■ **Problem**:
Recast the records between the lines holding "Find the horse head" and "<point>258,69</point>", inclusive, as a Markdown table with a Row column giving each line's number and an Entry column giving the line. Leave out any blank lines.
☆ ☆ ☆ ☆
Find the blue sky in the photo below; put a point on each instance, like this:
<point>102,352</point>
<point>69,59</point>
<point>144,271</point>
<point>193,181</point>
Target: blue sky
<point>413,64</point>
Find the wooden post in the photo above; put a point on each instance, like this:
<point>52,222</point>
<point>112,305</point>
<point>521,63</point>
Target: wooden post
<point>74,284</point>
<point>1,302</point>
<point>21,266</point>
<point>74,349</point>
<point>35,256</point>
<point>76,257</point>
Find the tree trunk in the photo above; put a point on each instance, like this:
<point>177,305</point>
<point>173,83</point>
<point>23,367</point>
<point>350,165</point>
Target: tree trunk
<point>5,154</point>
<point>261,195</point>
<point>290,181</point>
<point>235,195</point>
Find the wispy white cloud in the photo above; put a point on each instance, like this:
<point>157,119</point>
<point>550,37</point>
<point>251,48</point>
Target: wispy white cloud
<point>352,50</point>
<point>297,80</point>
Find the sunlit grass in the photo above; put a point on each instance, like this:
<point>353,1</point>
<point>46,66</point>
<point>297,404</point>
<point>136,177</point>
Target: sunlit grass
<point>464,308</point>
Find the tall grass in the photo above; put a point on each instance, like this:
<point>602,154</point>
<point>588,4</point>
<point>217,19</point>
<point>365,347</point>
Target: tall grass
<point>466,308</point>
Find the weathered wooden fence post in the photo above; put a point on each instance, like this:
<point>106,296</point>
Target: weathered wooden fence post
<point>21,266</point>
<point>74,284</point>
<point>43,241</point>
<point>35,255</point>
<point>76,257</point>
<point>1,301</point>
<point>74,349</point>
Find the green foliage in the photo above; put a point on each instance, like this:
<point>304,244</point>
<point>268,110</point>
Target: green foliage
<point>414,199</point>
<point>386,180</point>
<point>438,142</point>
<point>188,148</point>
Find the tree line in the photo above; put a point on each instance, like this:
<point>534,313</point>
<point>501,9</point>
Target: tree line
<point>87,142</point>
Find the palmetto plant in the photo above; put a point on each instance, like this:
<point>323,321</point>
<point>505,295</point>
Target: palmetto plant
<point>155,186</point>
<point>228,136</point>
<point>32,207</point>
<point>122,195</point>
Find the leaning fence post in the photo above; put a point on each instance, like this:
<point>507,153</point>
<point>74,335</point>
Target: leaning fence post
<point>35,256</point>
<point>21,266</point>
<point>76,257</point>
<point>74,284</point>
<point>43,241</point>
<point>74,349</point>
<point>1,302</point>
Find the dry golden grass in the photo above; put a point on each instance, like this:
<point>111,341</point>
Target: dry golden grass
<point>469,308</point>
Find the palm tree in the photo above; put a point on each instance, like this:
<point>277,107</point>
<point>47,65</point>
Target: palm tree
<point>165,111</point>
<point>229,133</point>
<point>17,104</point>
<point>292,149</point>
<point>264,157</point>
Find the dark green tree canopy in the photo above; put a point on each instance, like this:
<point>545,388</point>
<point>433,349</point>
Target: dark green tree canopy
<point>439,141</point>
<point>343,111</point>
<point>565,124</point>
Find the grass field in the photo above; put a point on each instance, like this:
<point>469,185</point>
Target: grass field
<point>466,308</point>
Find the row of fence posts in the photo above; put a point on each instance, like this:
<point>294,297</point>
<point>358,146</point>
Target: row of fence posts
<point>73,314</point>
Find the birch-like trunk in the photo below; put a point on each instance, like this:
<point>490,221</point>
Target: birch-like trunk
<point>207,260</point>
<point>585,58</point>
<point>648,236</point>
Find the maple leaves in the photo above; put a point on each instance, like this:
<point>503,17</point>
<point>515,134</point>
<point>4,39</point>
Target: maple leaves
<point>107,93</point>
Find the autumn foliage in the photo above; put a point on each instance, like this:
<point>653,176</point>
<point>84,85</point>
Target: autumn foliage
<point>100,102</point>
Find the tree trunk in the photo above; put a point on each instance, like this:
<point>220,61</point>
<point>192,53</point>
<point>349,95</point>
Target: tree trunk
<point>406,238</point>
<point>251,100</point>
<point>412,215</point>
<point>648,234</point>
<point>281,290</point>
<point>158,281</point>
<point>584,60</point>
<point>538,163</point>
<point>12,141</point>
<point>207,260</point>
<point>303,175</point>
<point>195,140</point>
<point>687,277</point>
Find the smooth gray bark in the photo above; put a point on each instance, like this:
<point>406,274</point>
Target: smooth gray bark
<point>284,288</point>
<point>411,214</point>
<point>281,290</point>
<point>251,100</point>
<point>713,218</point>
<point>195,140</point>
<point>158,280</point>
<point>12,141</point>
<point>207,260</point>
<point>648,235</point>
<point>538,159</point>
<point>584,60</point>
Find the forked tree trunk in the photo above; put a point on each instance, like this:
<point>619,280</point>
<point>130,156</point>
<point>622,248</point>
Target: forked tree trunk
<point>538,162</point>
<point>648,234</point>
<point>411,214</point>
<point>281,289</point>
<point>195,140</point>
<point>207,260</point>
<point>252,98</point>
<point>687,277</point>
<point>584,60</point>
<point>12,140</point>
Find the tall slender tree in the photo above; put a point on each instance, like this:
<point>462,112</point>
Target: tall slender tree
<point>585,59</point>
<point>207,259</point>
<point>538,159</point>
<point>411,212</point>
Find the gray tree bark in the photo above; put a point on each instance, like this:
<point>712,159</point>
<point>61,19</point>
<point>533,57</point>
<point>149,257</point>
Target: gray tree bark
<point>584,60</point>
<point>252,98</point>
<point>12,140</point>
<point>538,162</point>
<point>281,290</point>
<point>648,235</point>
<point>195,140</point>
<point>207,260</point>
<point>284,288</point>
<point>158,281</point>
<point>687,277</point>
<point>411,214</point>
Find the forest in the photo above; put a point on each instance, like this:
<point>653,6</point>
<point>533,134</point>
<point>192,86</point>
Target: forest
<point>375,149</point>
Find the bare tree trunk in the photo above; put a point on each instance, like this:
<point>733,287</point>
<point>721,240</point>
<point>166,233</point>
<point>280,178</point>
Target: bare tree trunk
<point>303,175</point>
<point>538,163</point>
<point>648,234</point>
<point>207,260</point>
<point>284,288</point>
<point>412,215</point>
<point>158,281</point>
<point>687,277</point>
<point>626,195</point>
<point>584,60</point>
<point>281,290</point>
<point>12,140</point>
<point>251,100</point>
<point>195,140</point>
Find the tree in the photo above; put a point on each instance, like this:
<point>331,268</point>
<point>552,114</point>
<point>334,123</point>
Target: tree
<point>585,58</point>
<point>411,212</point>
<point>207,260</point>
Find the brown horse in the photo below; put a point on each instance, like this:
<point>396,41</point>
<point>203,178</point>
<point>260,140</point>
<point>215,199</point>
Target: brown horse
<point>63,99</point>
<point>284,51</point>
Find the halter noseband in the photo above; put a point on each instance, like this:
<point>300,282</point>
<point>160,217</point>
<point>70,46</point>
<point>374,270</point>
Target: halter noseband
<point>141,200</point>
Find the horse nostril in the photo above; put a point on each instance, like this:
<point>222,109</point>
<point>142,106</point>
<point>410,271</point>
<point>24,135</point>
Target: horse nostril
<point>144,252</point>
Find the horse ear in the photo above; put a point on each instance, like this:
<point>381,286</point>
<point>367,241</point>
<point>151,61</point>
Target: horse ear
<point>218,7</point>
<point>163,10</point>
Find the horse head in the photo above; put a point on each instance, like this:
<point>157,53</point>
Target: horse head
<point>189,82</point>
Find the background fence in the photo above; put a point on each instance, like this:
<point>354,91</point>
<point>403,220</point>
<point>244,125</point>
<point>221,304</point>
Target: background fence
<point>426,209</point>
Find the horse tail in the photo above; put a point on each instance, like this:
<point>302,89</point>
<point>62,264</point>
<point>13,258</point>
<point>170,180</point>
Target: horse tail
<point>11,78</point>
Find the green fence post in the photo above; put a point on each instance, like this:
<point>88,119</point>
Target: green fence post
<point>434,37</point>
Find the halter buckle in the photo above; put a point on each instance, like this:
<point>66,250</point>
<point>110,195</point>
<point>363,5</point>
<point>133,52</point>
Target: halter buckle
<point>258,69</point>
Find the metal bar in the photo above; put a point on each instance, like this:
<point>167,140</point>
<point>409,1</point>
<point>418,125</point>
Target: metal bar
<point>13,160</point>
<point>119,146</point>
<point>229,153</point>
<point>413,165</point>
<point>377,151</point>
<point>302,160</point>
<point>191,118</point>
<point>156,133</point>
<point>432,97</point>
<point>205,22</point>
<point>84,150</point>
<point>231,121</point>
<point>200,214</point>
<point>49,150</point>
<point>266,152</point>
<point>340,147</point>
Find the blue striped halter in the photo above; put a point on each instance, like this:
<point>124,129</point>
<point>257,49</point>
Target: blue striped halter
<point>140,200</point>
☆ ☆ ☆ ☆
■ **Complete output**:
| Row | Entry |
|---|---|
| 1 | Find the horse head in the photo above; put a point on each instance, like this: |
| 2 | <point>157,53</point> |
| 3 | Target: horse head |
| 4 | <point>189,82</point> |
| 5 | Find the background fence in the photo above; put a point on each instance, like this: |
| 6 | <point>354,91</point> |
| 7 | <point>403,220</point> |
| 8 | <point>244,125</point> |
| 9 | <point>221,304</point> |
| 10 | Target: background fence |
| 11 | <point>426,209</point> |
| 12 | Find the horse tail in the photo above; put a point on each instance, like this: |
| 13 | <point>302,89</point> |
| 14 | <point>62,264</point> |
| 15 | <point>13,258</point> |
| 16 | <point>170,180</point> |
| 17 | Target: horse tail |
| 18 | <point>11,78</point> |
| 19 | Find the green fence post in the photo above; put a point on each instance, like this: |
| 20 | <point>88,119</point> |
| 21 | Target: green fence post |
| 22 | <point>434,37</point> |
| 23 | Find the halter buckle in the photo above; put a point on each instance, like this: |
| 24 | <point>66,250</point> |
| 25 | <point>110,195</point> |
| 26 | <point>363,5</point> |
| 27 | <point>133,52</point> |
| 28 | Target: halter buckle |
| 29 | <point>258,69</point> |